● **Provided text**
begin

Signed…………………………………………………………. Date …………./…………./…………. (dd/mm/yyyy)
This form is to be used * in favour of / * against the resolution. * Strike out whichever is not desired.
(Unless otherwise instructed, the Proxy may vote as the Proxy thinks fit. An open Proxy is valid for one year from the date of signature).
25:1:l. the form appointing a Proxy shall be deposited with the Secretary prior to the commencement of any meeting or adjourned meeting at which the person named in the
instrument proposes to vote; and
25:1:m. the Secretary shall cause full and accurate minutes of all questions, matters, resolutions and other proceedings of every Management Committee meeting and Annual
or General Meeting to be entered in a book and/or Computer with a master file of print-outs to be open for inspection at all reasonable times by any financial member
who previously applies to the Secretary for that inspection.
25:2. For the purposes of ensuring the accuracy of the recording of such minutes, the minutes of every Management Committee meeting shall be signed by the Chairperson of that
meeting, or the Chairperson of the next succeeding Management Committee meeting, verifying their accuracy.
25:3. Similarly, the minutes of every General meeting shall be signed by the Chairperson of that meeting or the Chairperson of the next succeeding General Meeting.
25:4. However, the minutes of any Annual General Meeting shall be signed by the Chairperson of that meeting or the Chairperson of the next succeeding General Meeting or
Annual General Meeting.
RULE 26. BY-LAWS
26. The Management Committee may from time to time make, amend or repeal by-laws, not inconsistent with these Rules, for the internal management of BICI and any by-law may be set aside by a General Meeting of members.
RULE 27. ALTERATION OF RULES
27:1. Subject to the provisions of the “Associations Incorporation Act, 1981”, these rules may be amended, rescinded or added to from time to time by a special resolution carried at any General Meeting.
27:2. However amendment, rescission or addition is valid only if it is registered by the Chief Executive.
RULE 28. COMMON SEAL
28:1. The Management Committee shall provide for a Common Seal and for its safe custody.
28:2. The Common Seal shall only be used by the authority of the Management Committee and every instrument to which the seal is affixed shall be signed by a member of the
Management Committee and shall be countersigned by the Secretary or by a second member of the Management Committee or by some other person appointed by the
Management Committee for the purpose.
RULE 29. FUNDS AND ACCOUNTS
29:1. The funds of the Association must be kept in the name of “BAY ISLANDS CONSERVATION INC.” in a financial institution decided by the Management Committee.
29:2. Proper books and accounts shall be kept and maintained either in written or printed form in the English language showing correctly the financial affairs of BICI and the
particulars usually shown in books of a like nature.
29:3. Payments can be made either by cheque or by internet banking. When paid by cheque, all cheques need to be signed by any two of the President,
Secretary or Treasurer. Amounts under $100 can be authorized by any Management Committee member, but the Treasurer is to be notified immediately by
email and a receipt is to be generated and filed. Payments by internet banking must be authorized by both Secretary and Treasurer and a written receipt
signed by both is to be filed by the Treasurer.

end

Rows from a box labeling dataset
begin

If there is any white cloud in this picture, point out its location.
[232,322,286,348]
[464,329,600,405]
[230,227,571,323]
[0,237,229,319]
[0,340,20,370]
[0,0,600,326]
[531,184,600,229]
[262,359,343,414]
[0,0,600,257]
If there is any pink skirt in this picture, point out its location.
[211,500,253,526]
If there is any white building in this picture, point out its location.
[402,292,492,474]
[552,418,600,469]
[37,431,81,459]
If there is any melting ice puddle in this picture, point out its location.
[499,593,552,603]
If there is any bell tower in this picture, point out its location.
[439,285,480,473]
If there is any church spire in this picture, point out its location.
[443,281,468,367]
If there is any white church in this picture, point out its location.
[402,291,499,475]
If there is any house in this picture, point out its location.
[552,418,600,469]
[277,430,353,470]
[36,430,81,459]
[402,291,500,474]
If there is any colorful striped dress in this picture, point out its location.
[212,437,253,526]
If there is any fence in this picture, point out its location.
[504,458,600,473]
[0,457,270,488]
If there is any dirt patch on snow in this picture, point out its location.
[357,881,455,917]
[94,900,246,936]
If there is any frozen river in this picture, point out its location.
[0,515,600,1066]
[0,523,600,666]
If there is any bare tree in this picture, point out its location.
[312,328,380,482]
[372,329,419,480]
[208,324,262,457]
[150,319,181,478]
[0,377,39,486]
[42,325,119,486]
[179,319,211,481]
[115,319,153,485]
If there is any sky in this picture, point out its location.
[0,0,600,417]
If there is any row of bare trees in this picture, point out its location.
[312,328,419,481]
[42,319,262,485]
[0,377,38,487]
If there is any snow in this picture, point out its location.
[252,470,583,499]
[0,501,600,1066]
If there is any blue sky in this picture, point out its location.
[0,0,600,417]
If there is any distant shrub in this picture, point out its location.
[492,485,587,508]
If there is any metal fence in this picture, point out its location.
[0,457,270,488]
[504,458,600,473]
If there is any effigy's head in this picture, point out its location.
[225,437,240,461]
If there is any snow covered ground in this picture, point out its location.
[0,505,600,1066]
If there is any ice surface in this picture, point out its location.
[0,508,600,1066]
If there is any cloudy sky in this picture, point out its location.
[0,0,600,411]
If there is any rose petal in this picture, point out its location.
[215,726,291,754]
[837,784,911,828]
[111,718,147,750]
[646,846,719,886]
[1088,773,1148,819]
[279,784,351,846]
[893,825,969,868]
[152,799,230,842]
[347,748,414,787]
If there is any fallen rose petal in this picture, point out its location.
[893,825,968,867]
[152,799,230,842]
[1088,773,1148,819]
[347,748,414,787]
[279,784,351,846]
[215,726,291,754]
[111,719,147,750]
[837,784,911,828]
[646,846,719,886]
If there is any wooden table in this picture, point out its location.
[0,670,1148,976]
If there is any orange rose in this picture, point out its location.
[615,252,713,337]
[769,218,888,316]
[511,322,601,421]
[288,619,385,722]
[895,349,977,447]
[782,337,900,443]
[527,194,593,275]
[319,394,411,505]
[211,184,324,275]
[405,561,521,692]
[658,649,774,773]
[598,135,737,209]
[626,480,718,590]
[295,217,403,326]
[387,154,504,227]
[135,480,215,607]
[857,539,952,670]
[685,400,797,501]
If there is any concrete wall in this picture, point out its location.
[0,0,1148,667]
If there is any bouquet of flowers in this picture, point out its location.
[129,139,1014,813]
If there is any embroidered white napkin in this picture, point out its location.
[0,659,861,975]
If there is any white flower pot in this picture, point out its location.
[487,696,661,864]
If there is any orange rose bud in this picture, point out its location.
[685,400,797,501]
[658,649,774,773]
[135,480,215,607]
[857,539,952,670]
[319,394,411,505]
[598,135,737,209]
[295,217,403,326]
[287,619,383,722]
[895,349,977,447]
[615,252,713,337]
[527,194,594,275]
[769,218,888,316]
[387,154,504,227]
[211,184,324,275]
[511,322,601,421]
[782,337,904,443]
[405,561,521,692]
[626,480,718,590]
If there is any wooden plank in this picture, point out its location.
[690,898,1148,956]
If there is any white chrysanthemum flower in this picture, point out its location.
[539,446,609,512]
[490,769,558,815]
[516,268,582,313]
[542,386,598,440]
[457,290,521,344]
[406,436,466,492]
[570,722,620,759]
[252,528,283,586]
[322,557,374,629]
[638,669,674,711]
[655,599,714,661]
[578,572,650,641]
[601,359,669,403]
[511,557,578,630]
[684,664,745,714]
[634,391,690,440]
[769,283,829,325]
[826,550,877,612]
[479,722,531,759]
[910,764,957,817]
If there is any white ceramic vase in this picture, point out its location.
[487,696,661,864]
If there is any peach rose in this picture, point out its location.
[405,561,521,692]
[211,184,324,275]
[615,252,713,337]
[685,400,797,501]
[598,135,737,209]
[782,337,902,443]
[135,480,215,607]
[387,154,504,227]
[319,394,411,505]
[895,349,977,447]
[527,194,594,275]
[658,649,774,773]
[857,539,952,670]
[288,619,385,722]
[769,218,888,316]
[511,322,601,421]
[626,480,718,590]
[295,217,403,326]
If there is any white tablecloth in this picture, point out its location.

end

● **Problems**
(a) Answer these questions using the association's rules:
(i) How long does an open Proxy remain valid?
(ii) Who must register an amendment, rescission or addition to the rules for it to be valid?
(iii) In what name must the funds of the Association be kept?
(b) Reproduce the part of the association's rules starting with "27:2. However amendment, rescission" and going on through "the Management Committee.".
The records come from a separate source.

● **Outputs by task**
(a)
(i) One year from the date of signature.
(ii) The Chief Executive.
(iii) "BAY ISLANDS CONSERVATION INC."

(b)
27:2. However amendment, rescission or addition is valid only if it is registered by the Chief Executive.
RULE 28. COMMON SEAL
28:1. The Management Committee shall provide for a Common Seal and for its safe custody.
28:2. The Common Seal shall only be used by the authority of the Management Committee and every instrument to which the seal is affixed shall be signed by a member of the
Management Committee and shall be countersigned by the Secretary or by a second member of the Management Committee or by some other person appointed by the
Management Committee for the purpose.
RULE 29. FUNDS AND ACCOUNTS
29:1. The funds of the Association must be kept in the name of “BAY ISLANDS CONSERVATION INC.” in a financial institution decided by the Management Committee.